Record excerpts:
━━━━━━━━

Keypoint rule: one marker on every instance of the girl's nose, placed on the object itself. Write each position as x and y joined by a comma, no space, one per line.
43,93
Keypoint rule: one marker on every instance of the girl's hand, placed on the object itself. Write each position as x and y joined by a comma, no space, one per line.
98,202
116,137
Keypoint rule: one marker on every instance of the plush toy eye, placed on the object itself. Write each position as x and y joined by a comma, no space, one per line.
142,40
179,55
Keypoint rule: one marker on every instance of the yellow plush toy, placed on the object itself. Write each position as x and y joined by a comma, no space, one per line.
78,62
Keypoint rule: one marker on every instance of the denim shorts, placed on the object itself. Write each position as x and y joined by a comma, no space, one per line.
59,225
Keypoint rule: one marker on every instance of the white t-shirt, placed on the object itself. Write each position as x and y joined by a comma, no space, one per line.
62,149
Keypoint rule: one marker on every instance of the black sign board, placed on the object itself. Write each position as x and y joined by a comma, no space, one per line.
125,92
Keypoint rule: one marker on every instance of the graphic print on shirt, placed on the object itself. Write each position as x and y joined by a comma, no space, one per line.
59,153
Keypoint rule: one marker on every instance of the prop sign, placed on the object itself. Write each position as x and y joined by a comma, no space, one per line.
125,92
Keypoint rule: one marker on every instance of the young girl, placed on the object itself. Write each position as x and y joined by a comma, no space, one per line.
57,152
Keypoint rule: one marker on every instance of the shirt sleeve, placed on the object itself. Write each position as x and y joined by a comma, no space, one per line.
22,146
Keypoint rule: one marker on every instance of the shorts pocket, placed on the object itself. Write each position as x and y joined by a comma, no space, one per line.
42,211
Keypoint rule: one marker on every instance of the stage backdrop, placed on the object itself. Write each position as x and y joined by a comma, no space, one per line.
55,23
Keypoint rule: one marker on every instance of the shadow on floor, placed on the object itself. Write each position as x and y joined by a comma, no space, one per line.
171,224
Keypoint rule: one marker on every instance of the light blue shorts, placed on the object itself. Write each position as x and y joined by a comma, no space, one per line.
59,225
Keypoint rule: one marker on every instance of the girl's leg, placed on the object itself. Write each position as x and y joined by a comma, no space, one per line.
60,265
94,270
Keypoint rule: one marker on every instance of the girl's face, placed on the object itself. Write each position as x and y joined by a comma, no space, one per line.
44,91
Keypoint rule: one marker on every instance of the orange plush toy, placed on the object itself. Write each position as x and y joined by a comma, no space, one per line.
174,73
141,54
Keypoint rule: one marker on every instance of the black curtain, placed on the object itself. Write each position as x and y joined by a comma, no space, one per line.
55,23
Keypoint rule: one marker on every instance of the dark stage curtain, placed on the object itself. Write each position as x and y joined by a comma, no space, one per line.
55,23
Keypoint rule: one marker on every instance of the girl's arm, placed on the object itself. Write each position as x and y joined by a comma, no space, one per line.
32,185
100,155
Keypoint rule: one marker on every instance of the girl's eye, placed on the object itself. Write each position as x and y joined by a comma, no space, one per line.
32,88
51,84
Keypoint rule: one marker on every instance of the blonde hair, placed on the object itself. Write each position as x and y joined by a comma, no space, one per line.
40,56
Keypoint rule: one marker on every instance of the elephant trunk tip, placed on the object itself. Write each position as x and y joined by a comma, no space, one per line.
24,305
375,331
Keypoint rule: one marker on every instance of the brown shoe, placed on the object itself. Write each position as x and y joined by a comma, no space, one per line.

━━━━━━━━

Assigned task: Copy the listing above out again in its entirety, exactly as written.

Exercise result:
Keypoint rule: one marker on every instance of the girl's nose, placed on the object itself. Write each position as x and y joined by a comma, no space, one per line.
43,93
Keypoint rule: one marker on every instance of the girl's hand, placed on the object itself. Write each position as x and y joined by a comma, no space, one per line.
98,202
116,137
Keypoint rule: one marker on every instance of the plush toy eye, placed on the object itself. Write each position as x and y joined by a comma, no space, one per line.
142,40
179,55
Keypoint rule: one marker on every instance of the yellow plush toy, placed on the object itself. Write each position as x and y joined by a comma, no space, one per line.
78,62
Keypoint rule: one marker on every instance of the denim shorts, placed on the object itself. Write each position as x and y joined by a comma, no space, one per line.
59,225
Keypoint rule: one marker on every instance of the white t-shirt, placed on the object itself. Write each position as x and y joined by a comma, no space, one per line.
62,149
Keypoint rule: one marker on every instance of the black sign board, placed on the object itself. Write each position as x and y joined by a comma, no space, one per line.
125,92
Keypoint rule: one marker on every instance of the graphic print on shirt, placed on the object itself. Write each position as x and y joined by a comma, no space, one per line.
59,153
Keypoint rule: one marker on every instance of the prop sign, placed on the object itself. Write each position as x and y joined by a comma, no space, one per line.
125,92
Keypoint rule: one marker on every instance of the young girl, placed on the object itself. Write each position as x and y joined by a comma, no space, one per line.
57,152
Keypoint rule: one marker on every instance of the shirt sleeve, placed on the object itself. Write each position as x and y joined by a comma, no space, one per line.
22,146
Keypoint rule: one marker on every instance of the shorts pocket, placed on the object itself. Write each position as x and y joined by a comma, no space, one per line.
42,211
Keypoint rule: one marker on every instance of the stage backdrop, placed on the object itself. Write each position as x and y joined by a comma, no space, one per line.
55,23
Keypoint rule: one marker on every instance of the shadow on floor, placed on the object itself. Write each position as x and y joined by a comma, no space, one per line.
171,224
Keypoint rule: one marker on every instance of the light blue shorts, placed on the object itself. Write each position as x and y joined by a comma, no space, one per line.
59,225
Keypoint rule: one marker on every instance of the girl's leg, placed on the object itself. Write each position as x and y joined by a comma, no space, one per line.
60,265
94,270
Keypoint rule: one marker on every instance of the girl's face, placed on the object itself. Write each position as x and y joined by a comma, no space, one per line.
44,91
Keypoint rule: one marker on every instance of the orange plush toy, placed on the object itself. Write each position as x and y joined by a comma, no space, one per line.
174,73
141,54
Keypoint rule: one marker on every instance of the black curtain, placed on the object itself. Write each position as x and y joined by a comma, no space, one per line.
55,23
Keypoint rule: one marker on every instance of the dark stage curtain, placed on the object itself. Write each position as x and y joined by a comma, no space, one per line.
55,23
Keypoint rule: one marker on every instance of the girl's arm, placed on the object itself. Write each position as x and y joined by a comma, no space, one per line.
32,185
100,155
Keypoint rule: one marker on every instance of the girl's eye, placed on the object itself. Write each position as x and y joined by a comma, no space, one per line.
32,88
51,84
Keypoint rule: one marker on every instance of the blonde hair, placed on the object itself. Write each position as x and y joined by a comma, no space, one per line.
40,56
Keypoint rule: one marker on every instance of the elephant trunk tip, placed on the object itself. Write each position as x and y joined by a comma, no space, one per line.
24,305
375,331
Keypoint rule: one marker on every instance of the brown shoe, placed on the object itself. Write each position as x and y joined by a comma, no space, one per line.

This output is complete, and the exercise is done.